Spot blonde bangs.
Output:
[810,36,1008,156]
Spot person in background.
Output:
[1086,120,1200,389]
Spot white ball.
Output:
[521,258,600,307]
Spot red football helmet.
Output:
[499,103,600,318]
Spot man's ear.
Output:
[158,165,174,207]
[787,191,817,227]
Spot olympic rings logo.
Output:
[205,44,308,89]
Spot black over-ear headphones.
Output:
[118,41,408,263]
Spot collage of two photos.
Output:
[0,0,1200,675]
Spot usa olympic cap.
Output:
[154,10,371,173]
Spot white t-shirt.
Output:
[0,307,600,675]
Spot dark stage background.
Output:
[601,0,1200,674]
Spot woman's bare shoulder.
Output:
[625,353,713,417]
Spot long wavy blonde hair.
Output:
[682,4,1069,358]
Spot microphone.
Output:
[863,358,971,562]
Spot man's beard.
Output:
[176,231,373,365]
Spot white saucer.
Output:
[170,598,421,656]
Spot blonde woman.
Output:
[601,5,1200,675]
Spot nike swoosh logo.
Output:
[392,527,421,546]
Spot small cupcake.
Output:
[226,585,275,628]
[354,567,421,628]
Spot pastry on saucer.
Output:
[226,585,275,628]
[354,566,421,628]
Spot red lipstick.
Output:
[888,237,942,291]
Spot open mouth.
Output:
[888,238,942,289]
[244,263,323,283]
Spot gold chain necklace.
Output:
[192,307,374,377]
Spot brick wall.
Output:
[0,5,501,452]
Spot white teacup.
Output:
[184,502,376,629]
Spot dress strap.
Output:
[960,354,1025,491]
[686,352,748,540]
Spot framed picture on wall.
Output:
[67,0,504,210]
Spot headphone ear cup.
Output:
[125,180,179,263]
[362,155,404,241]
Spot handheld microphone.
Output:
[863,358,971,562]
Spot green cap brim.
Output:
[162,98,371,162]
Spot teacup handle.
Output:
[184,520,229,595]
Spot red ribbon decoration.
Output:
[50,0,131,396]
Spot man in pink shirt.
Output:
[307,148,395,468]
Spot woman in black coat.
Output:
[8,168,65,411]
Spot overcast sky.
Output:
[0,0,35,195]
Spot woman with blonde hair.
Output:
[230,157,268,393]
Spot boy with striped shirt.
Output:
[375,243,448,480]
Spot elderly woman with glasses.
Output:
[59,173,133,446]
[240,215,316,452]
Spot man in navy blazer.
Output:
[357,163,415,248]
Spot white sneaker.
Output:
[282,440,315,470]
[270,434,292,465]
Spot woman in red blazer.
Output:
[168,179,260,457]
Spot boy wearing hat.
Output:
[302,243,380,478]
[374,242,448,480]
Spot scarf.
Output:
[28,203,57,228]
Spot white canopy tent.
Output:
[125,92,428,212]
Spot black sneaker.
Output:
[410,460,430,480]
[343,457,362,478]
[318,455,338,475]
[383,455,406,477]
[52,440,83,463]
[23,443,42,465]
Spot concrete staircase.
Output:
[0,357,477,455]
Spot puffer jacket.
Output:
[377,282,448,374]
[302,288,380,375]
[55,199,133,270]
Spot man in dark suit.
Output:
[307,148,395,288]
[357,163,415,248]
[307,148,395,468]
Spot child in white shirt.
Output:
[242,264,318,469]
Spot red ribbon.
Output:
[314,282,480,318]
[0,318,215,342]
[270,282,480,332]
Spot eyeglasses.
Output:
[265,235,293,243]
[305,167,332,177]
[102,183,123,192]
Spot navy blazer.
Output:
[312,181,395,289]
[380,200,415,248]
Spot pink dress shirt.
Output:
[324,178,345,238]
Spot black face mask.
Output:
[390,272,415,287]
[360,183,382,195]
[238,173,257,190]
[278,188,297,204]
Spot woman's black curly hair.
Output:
==================================================
**Your objective**
Rewrite the rows from the line containing "Spot dark stage background." through the line containing "[55,199,133,270]", both included, keeping the request lines unchanged. Multiply every bounding-box coordinate in the outputs by 1.75 and round to whole numbers with halves rounded up, and output only those lines.

**Answer to the problem**
Spot dark stage background.
Output:
[1052,0,2100,1180]
Spot woman's bare shoulder.
Output:
[1094,618,1248,730]
Spot long wavy blonde hair.
Output:
[1194,7,1871,627]
Spot microphone.
Output:
[1510,627,1699,984]
Spot man's beard.
Output:
[308,404,653,639]
Spot white saucer.
Output:
[298,1047,737,1148]
Spot blonde woman.
Output:
[1052,9,2100,1181]
Spot nike swoosh logo.
Output:
[686,922,737,956]
Spot small cupcake.
Output:
[396,1024,481,1099]
[620,992,737,1099]
Spot pastry on saucer.
Output:
[396,1024,481,1099]
[620,991,737,1099]
Spot red lipstick.
Output:
[1554,415,1649,509]
Spot open mouth.
Output:
[1554,417,1649,506]
[427,460,565,495]
Spot gold chain necklace.
Output:
[336,537,655,660]
Spot brick wall.
Output:
[0,9,877,791]
Spot white teacup.
Output:
[322,879,658,1101]
Spot dress strap.
Output:
[1680,620,1794,859]
[1201,616,1309,945]
Spot framed picture on wall.
Output:
[117,0,882,368]
Spot headphone ear cup.
Output:
[219,315,313,460]
[634,271,707,422]
Spot handheld microphone.
Output:
[1510,627,1699,984]
Spot green cap brim.
Output:
[284,172,649,284]
Spot teacup handle.
Output:
[322,910,401,1041]
Spot red ribbon decoration.
Output:
[88,0,229,693]
Spot man in pink shirt.
Output:
[537,259,691,819]
Spot woman in black coat.
Output:
[14,294,114,719]
Spot overcast sky.
Output:
[0,0,61,341]
Spot woman with blonde hair.
Output:
[403,275,469,688]
Spot boy with striped shirt.
Output:
[656,425,784,840]
Spot elderly woman with glasses.
Output:
[103,303,233,781]
[420,376,553,791]
Spot man in navy blazer.
Output:
[625,285,726,434]
Spot white sneaker.
Output:
[494,770,551,823]
[473,760,511,814]
Spot woman in red blazer.
Output:
[294,313,455,800]
Spot boy wearing hat.
Output:
[529,425,665,837]
[655,424,784,840]
Spot scarf.
Output:
[49,355,100,399]
Spot white canopy tent.
Output:
[219,161,749,371]
Spot black sneaker.
Output:
[718,805,753,840]
[600,800,634,837]
[557,796,592,831]
[670,796,711,835]
[91,770,145,810]
[40,775,74,814]
Spot concrete staircase.
Output:
[0,625,835,796]
Spot puffer jacket.
Output:
[660,494,784,655]
[529,504,665,656]
[96,348,233,473]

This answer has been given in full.